§ TO DO:
Could you print all the entries exactly?

§ EXTRACTED DATA:

★ ★ ★ ★ ★ ★ ★

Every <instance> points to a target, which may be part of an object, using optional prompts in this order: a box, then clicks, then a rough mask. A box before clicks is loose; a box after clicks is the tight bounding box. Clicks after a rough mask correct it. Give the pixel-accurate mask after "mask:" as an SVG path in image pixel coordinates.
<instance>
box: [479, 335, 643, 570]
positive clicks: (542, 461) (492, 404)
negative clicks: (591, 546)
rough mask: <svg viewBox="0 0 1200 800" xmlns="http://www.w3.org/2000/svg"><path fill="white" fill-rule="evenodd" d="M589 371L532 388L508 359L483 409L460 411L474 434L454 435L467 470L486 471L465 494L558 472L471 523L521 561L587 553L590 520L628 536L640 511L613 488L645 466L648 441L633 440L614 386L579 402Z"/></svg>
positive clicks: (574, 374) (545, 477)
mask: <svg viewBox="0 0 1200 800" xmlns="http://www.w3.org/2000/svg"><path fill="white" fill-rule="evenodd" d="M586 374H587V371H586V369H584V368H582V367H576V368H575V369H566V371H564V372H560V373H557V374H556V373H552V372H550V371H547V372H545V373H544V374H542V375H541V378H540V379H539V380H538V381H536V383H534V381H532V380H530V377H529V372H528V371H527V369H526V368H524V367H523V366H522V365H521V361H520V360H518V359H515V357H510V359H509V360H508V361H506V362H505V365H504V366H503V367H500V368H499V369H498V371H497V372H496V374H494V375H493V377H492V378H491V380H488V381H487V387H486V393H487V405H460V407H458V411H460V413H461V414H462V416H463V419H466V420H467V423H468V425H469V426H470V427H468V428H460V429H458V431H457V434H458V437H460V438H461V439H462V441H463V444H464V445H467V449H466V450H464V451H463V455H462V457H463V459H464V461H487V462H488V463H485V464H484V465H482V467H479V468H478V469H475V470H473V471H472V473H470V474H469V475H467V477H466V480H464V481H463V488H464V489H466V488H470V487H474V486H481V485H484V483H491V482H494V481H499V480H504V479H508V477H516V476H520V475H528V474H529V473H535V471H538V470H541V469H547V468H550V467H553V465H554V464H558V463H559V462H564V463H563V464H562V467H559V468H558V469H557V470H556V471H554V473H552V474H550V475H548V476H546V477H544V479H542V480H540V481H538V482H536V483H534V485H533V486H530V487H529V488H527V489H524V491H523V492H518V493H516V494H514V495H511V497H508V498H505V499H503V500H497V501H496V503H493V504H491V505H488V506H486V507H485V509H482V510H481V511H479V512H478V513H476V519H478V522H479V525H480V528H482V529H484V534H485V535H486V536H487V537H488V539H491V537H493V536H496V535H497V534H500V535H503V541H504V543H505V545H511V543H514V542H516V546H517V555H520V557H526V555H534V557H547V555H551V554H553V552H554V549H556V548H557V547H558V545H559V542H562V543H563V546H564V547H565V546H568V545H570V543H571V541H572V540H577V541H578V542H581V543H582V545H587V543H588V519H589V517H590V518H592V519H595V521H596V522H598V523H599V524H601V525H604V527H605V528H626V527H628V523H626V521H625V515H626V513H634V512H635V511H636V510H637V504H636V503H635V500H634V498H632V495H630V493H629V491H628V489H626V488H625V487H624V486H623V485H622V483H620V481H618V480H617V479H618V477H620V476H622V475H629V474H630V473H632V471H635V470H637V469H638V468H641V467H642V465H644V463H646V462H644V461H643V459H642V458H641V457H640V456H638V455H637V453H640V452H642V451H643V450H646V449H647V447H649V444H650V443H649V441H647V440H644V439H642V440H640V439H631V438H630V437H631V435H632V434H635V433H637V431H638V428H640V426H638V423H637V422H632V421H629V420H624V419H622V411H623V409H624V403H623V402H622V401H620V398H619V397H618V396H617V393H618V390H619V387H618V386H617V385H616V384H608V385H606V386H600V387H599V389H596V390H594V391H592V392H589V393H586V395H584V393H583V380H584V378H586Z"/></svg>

★ ★ ★ ★ ★ ★ ★

§ COMPLETED TASK:
Every <instance> points to a target, which may be part of an object, using optional prompts in this order: a box, then clicks, then a rough mask. A box before clicks is loose; a box after clicks is the tight bounding box. Clicks after a rough mask correct it. Give the pixel-accurate mask after "mask:" as an SVG path in image pixel coordinates.
<instance>
box: [479, 335, 643, 570]
positive clicks: (542, 461) (492, 404)
negative clicks: (591, 546)
rough mask: <svg viewBox="0 0 1200 800" xmlns="http://www.w3.org/2000/svg"><path fill="white" fill-rule="evenodd" d="M589 371L532 388L508 359L483 409L460 411L474 434L454 435L467 470L486 471L465 494L558 472L471 523L521 561L587 553L590 520L628 536L640 511L613 488L645 466L648 441L633 440L614 386L579 402Z"/></svg>
positive clicks: (574, 374) (545, 477)
mask: <svg viewBox="0 0 1200 800" xmlns="http://www.w3.org/2000/svg"><path fill="white" fill-rule="evenodd" d="M586 374H587V371H586V369H584V368H582V367H576V368H575V369H566V371H564V372H560V373H557V374H556V373H552V372H550V371H547V372H545V373H544V374H542V375H541V378H540V379H539V380H538V381H536V383H534V381H532V380H530V377H529V372H528V371H527V369H526V368H524V367H523V366H522V365H521V361H520V360H518V359H515V357H510V359H509V360H508V361H506V362H505V365H504V366H503V367H500V368H499V369H498V371H497V372H496V374H494V375H493V377H492V378H491V380H488V381H487V387H486V393H487V405H460V407H458V411H460V413H461V414H462V416H463V419H466V420H467V423H468V425H469V426H470V427H468V428H460V429H458V431H457V434H458V437H460V438H461V439H462V441H463V444H464V445H467V449H466V450H464V451H463V455H462V457H463V459H464V461H487V462H488V463H485V464H484V465H482V467H479V468H478V469H475V470H473V471H472V473H470V474H469V475H467V477H466V480H464V481H463V488H464V489H466V488H470V487H474V486H481V485H484V483H491V482H494V481H499V480H504V479H508V477H516V476H520V475H528V474H529V473H535V471H538V470H541V469H547V468H550V467H553V465H554V464H558V463H559V462H564V463H563V464H562V467H559V468H558V469H557V470H556V471H554V473H552V474H550V475H548V476H546V477H544V479H542V480H540V481H538V482H536V483H534V485H533V486H530V487H529V488H527V489H524V491H523V492H518V493H516V494H514V495H511V497H508V498H505V499H503V500H497V501H496V503H493V504H491V505H488V506H486V507H485V509H482V510H481V511H479V512H478V513H476V519H478V522H479V525H480V528H482V529H484V534H485V535H486V536H487V537H488V539H491V537H493V536H496V535H497V534H500V535H503V541H504V543H505V545H511V543H514V542H516V546H517V555H520V557H526V555H534V557H547V555H551V554H553V552H554V549H556V548H557V547H558V545H559V542H562V543H563V546H564V547H565V546H568V545H570V543H571V541H572V540H577V541H578V542H581V543H582V545H587V543H588V519H589V517H590V518H592V519H595V521H596V522H598V523H599V524H601V525H604V527H605V528H626V527H628V523H626V521H625V515H626V513H634V512H635V511H636V510H637V504H636V503H635V500H634V498H632V495H630V493H629V491H628V489H626V488H625V487H624V486H623V485H622V483H620V481H618V480H617V479H618V477H620V476H622V475H629V474H630V473H632V471H635V470H637V469H638V468H641V467H642V465H644V463H646V462H644V461H643V459H642V458H641V457H640V456H638V455H637V453H640V452H642V451H643V450H646V449H647V447H649V444H650V443H649V441H647V440H644V439H642V440H640V439H631V438H630V437H631V435H632V434H635V433H637V431H638V428H640V426H638V423H637V422H632V421H629V420H624V419H622V411H623V409H624V403H623V402H622V401H620V398H619V397H618V396H617V393H618V390H619V387H618V386H617V385H616V384H608V385H606V386H600V387H599V389H596V390H594V391H592V392H589V393H586V395H584V393H583V380H584V378H586Z"/></svg>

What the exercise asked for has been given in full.